▶ [Work required]: Please repeat the listing exactly, starting at its first line and stopping after the line that contains "box: [700, 128, 786, 202]".

=== Section Start ===

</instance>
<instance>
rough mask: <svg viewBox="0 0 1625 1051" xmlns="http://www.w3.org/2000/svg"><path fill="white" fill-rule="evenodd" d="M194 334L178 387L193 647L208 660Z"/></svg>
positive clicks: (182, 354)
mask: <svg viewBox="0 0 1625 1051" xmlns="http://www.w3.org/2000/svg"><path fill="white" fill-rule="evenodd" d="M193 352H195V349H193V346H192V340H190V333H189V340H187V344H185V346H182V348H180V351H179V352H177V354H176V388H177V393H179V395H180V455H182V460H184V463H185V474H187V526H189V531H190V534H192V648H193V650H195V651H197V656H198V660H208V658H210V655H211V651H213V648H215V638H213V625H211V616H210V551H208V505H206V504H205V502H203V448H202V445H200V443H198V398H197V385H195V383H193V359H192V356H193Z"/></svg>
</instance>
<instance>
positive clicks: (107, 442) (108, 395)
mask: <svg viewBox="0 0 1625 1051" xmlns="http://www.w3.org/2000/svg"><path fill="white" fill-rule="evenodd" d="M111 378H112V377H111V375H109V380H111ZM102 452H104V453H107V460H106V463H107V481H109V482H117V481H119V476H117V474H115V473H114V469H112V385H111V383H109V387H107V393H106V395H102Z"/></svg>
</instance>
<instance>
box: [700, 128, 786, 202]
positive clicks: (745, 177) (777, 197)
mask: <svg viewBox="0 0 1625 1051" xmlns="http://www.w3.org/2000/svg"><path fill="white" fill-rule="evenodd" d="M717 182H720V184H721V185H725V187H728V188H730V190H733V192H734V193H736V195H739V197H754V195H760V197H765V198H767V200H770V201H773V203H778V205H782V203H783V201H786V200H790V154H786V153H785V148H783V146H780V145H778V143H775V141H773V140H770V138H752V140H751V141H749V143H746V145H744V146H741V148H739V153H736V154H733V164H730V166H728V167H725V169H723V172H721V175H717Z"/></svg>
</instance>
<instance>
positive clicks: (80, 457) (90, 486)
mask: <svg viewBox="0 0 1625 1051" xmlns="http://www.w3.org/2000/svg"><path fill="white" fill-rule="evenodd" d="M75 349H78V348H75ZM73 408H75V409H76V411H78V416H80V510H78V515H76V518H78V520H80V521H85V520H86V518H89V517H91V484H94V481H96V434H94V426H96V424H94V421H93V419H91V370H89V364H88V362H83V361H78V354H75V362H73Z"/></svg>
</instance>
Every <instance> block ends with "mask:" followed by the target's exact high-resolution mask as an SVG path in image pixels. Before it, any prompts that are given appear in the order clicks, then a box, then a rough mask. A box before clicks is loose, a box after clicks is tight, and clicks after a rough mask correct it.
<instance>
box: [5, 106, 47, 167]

=== Section End ===

▶ [Answer box]:
</instance>
<instance>
rough mask: <svg viewBox="0 0 1625 1051" xmlns="http://www.w3.org/2000/svg"><path fill="white" fill-rule="evenodd" d="M194 334L178 387L193 647L208 660Z"/></svg>
positive clicks: (182, 354)
mask: <svg viewBox="0 0 1625 1051" xmlns="http://www.w3.org/2000/svg"><path fill="white" fill-rule="evenodd" d="M193 352H195V349H193V346H192V340H190V333H189V340H187V344H185V346H182V348H180V351H179V352H177V354H176V388H177V393H179V395H180V455H182V460H184V463H185V474H187V526H189V531H190V534H192V648H193V650H195V651H197V656H198V660H208V658H210V655H211V651H213V648H215V638H213V625H211V616H210V551H208V505H206V504H205V502H203V448H202V445H200V443H198V398H197V385H195V383H193V359H192V356H193Z"/></svg>
</instance>
<instance>
positive clicks: (107, 442) (108, 395)
mask: <svg viewBox="0 0 1625 1051" xmlns="http://www.w3.org/2000/svg"><path fill="white" fill-rule="evenodd" d="M111 378H112V377H111V375H109V380H111ZM102 452H104V453H107V460H106V463H107V481H109V482H117V481H119V476H117V474H115V473H114V469H112V385H111V383H109V387H107V393H106V395H102Z"/></svg>
</instance>
<instance>
box: [700, 128, 786, 202]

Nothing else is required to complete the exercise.